## REQUEST:
Copy each of the following lines exactly as it appears, without changing anything.

──────── TASK INPUT ────────

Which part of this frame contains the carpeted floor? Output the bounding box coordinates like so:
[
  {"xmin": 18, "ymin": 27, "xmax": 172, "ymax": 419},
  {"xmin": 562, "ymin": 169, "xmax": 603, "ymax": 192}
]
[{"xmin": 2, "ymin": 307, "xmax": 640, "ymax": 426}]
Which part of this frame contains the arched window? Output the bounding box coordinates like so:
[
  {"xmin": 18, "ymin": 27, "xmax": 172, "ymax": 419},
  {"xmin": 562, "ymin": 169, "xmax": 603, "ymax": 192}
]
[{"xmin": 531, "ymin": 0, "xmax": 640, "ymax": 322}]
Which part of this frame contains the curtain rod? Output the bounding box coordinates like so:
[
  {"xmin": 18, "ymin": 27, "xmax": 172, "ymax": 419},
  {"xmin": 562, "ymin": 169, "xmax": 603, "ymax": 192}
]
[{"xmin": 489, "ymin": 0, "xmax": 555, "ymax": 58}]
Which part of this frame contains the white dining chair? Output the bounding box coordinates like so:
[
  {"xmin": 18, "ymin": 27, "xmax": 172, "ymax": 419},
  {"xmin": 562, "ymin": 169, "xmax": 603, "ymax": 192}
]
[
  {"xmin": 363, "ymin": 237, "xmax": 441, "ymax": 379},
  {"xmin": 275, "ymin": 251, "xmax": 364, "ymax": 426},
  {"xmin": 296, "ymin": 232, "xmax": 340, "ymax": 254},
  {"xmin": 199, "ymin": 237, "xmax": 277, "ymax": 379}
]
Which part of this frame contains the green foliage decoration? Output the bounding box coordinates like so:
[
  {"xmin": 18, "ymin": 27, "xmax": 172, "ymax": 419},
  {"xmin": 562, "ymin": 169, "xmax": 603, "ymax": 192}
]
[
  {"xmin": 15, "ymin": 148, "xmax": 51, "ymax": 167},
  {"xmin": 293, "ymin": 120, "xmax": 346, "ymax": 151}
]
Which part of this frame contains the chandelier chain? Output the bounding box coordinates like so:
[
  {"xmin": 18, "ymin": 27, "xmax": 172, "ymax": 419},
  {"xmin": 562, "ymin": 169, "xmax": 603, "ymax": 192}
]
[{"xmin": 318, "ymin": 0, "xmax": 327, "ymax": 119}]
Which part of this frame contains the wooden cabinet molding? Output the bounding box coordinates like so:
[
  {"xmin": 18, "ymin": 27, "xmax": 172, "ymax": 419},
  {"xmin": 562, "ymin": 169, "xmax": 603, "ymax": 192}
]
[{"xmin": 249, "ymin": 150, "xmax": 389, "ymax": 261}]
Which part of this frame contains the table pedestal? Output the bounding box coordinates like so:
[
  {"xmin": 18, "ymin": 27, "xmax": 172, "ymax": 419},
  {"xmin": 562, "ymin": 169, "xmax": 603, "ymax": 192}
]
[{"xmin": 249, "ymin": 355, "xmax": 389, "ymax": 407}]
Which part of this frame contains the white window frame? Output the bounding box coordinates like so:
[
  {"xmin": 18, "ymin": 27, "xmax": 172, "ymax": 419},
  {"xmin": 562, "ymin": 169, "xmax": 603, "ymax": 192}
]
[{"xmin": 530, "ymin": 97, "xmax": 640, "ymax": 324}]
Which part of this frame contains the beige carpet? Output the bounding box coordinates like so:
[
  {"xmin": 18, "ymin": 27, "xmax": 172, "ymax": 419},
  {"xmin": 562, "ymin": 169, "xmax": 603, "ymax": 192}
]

────────

## FINAL ANSWER:
Which part of this frame contains the carpeted floor? Output the bounding box coordinates like so:
[
  {"xmin": 18, "ymin": 27, "xmax": 172, "ymax": 419},
  {"xmin": 562, "ymin": 169, "xmax": 603, "ymax": 192}
]
[{"xmin": 2, "ymin": 307, "xmax": 640, "ymax": 426}]
Which part of this frame contains the arched window? Output the bounding box coordinates like so:
[
  {"xmin": 18, "ymin": 27, "xmax": 172, "ymax": 419},
  {"xmin": 562, "ymin": 169, "xmax": 603, "ymax": 192}
]
[{"xmin": 531, "ymin": 0, "xmax": 640, "ymax": 322}]
Which part of this frame contains the curtain rod? Output the bounding box coordinates like so:
[
  {"xmin": 18, "ymin": 27, "xmax": 172, "ymax": 419},
  {"xmin": 562, "ymin": 169, "xmax": 603, "ymax": 192}
]
[{"xmin": 489, "ymin": 0, "xmax": 555, "ymax": 58}]
Which part of this frame contains the white dining chair? Output the bounding box coordinates like so:
[
  {"xmin": 18, "ymin": 27, "xmax": 172, "ymax": 419},
  {"xmin": 562, "ymin": 169, "xmax": 603, "ymax": 192}
]
[
  {"xmin": 363, "ymin": 237, "xmax": 441, "ymax": 379},
  {"xmin": 275, "ymin": 251, "xmax": 364, "ymax": 426},
  {"xmin": 296, "ymin": 232, "xmax": 340, "ymax": 254},
  {"xmin": 199, "ymin": 237, "xmax": 277, "ymax": 379}
]
Which part of this frame contains the green foliage decoration? Output the bounding box coordinates like so:
[
  {"xmin": 18, "ymin": 27, "xmax": 172, "ymax": 419},
  {"xmin": 562, "ymin": 169, "xmax": 603, "ymax": 192}
]
[
  {"xmin": 15, "ymin": 148, "xmax": 51, "ymax": 167},
  {"xmin": 293, "ymin": 120, "xmax": 346, "ymax": 151}
]
Which part of this frame contains the chandelier chain? Output the bounding box coordinates like so:
[
  {"xmin": 18, "ymin": 27, "xmax": 172, "ymax": 419},
  {"xmin": 562, "ymin": 169, "xmax": 603, "ymax": 192}
]
[{"xmin": 318, "ymin": 0, "xmax": 327, "ymax": 119}]
Which part of this frame contains the wooden cabinet molding? Output the bounding box coordinates like so:
[
  {"xmin": 18, "ymin": 27, "xmax": 172, "ymax": 419},
  {"xmin": 562, "ymin": 169, "xmax": 603, "ymax": 192}
]
[{"xmin": 249, "ymin": 150, "xmax": 389, "ymax": 261}]
Which part of this frame contains the table pedestal? Output the bounding box coordinates like so:
[
  {"xmin": 18, "ymin": 27, "xmax": 172, "ymax": 419},
  {"xmin": 562, "ymin": 169, "xmax": 603, "ymax": 192}
]
[{"xmin": 249, "ymin": 355, "xmax": 389, "ymax": 407}]
Which part of this frame contains the white window frame? Output the bounding box coordinates like so:
[
  {"xmin": 18, "ymin": 27, "xmax": 172, "ymax": 419},
  {"xmin": 562, "ymin": 169, "xmax": 603, "ymax": 192}
]
[{"xmin": 530, "ymin": 97, "xmax": 640, "ymax": 324}]
Which part of this frame contains the beige carpet? Output the bounding box coordinates like so:
[
  {"xmin": 18, "ymin": 27, "xmax": 172, "ymax": 419},
  {"xmin": 562, "ymin": 169, "xmax": 603, "ymax": 192}
]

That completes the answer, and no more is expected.